↓

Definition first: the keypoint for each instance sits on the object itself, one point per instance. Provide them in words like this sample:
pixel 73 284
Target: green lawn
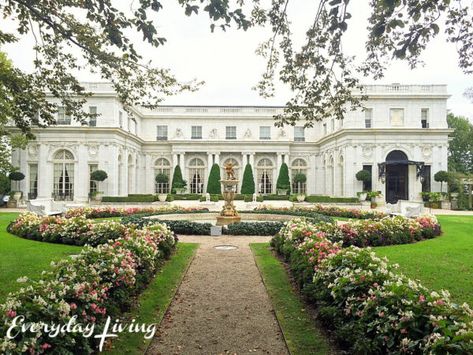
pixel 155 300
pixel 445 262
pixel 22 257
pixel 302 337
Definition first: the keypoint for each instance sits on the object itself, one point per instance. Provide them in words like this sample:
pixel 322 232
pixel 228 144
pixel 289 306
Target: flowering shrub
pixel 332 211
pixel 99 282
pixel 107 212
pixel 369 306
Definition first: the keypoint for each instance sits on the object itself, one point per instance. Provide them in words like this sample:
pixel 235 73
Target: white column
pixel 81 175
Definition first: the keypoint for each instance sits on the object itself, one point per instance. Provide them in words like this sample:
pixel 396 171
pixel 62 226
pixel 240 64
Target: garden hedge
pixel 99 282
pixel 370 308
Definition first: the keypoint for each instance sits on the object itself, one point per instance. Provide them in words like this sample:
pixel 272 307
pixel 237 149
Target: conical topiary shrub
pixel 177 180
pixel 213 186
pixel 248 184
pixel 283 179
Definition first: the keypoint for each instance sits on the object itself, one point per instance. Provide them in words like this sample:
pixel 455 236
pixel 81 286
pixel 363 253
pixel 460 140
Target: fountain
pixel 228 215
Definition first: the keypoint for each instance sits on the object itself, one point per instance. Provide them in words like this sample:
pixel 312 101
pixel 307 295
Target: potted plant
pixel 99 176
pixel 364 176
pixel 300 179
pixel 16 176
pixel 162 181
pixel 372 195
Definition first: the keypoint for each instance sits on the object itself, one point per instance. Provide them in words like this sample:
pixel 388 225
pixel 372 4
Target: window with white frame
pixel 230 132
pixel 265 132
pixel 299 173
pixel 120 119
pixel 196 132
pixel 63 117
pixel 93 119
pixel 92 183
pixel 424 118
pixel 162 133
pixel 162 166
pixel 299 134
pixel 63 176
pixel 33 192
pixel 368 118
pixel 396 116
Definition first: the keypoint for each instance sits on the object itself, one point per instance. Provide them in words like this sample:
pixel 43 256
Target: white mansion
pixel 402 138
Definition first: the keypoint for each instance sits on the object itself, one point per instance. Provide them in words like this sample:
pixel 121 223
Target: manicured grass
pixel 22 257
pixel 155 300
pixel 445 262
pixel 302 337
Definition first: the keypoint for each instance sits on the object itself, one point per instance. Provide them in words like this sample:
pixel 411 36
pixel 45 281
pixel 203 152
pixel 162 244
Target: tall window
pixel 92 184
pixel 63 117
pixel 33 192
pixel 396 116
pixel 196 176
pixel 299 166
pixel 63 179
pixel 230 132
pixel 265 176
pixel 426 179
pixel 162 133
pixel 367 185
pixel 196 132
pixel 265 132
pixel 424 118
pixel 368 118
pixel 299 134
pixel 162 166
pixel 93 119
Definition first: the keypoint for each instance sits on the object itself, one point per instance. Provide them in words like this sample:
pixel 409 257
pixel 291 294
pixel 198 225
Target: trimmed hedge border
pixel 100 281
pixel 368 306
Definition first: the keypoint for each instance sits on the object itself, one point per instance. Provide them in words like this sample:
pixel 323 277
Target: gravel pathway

↑

● Set task
Write out the whole listing again, exactly, with no pictures.

● Complete answer
Definition first: the keypoint for each instance sits on the object itself, one point per instance. Provide them in words like this sample:
pixel 73 284
Target: green lawn
pixel 155 300
pixel 445 262
pixel 22 257
pixel 302 337
Definition first: the keypoint for each instance sits on the object itself, one point per instance. Provide them in words like this sample:
pixel 322 232
pixel 228 144
pixel 289 306
Target: flowering shrub
pixel 332 211
pixel 99 282
pixel 107 212
pixel 369 306
Definition first: the keypoint for each instance sits on the object itself, one point per instance. Provide them in words like this sample:
pixel 235 73
Target: white column
pixel 81 175
Definition first: the keypoint for each instance sits on the object itself, one point per instance. Provide them in words like this sample:
pixel 396 171
pixel 62 226
pixel 240 64
Target: garden hedge
pixel 99 282
pixel 370 308
Definition first: the keypoint for each instance sits on the object itself, one point per instance. Provide them in words like this sample:
pixel 272 307
pixel 237 149
Target: conical topiary shrub
pixel 177 180
pixel 213 186
pixel 248 184
pixel 283 179
Definition first: the keypoint for each instance sits on the object itself, one point per instance. Provide them in words like this sample:
pixel 455 236
pixel 81 286
pixel 363 253
pixel 460 140
Target: fountain
pixel 228 215
Definition first: the keypoint for each instance sits on the object itself, one point per instance. Provide them in words like this sample:
pixel 312 101
pixel 307 295
Target: potted plant
pixel 99 176
pixel 364 176
pixel 300 179
pixel 16 176
pixel 162 181
pixel 372 195
Definition first: the keypoint for each instance sits on the object itself, one point per instance. Provide them in words like this sample:
pixel 388 225
pixel 372 4
Target: window with white frame
pixel 230 132
pixel 265 132
pixel 299 173
pixel 120 119
pixel 196 132
pixel 63 117
pixel 93 119
pixel 92 183
pixel 424 118
pixel 162 133
pixel 162 166
pixel 299 134
pixel 63 176
pixel 33 192
pixel 368 118
pixel 396 116
Definition first: the keypoint for each instance sits on the object itself, one point per instance. Provide them in words like this sample:
pixel 43 256
Target: white mansion
pixel 402 138
Definition first: the keypoint for each instance sits on the object itself, one point per instance. Provide them in words like this sample:
pixel 121 223
Target: manicured grass
pixel 22 257
pixel 155 300
pixel 445 262
pixel 302 337
Definition first: the keypoint for each instance sits on the object itself, one point per instance. Provide them in words like this sample:
pixel 411 36
pixel 45 281
pixel 203 152
pixel 162 244
Target: tall window
pixel 92 184
pixel 63 117
pixel 33 192
pixel 396 116
pixel 196 176
pixel 299 166
pixel 63 179
pixel 230 132
pixel 265 176
pixel 426 179
pixel 162 133
pixel 367 185
pixel 196 132
pixel 265 132
pixel 424 118
pixel 368 118
pixel 299 134
pixel 162 166
pixel 93 119
Definition first: the keypoint for each instance sits on the object itself, one point per instance. Provide them in words like this sample:
pixel 409 257
pixel 291 294
pixel 198 225
Target: trimmed hedge border
pixel 100 281
pixel 368 306
Definition first: the keypoint for each instance sits on the object itself, one point per instance. Provide them in words like this sample:
pixel 323 277
Target: gravel pathway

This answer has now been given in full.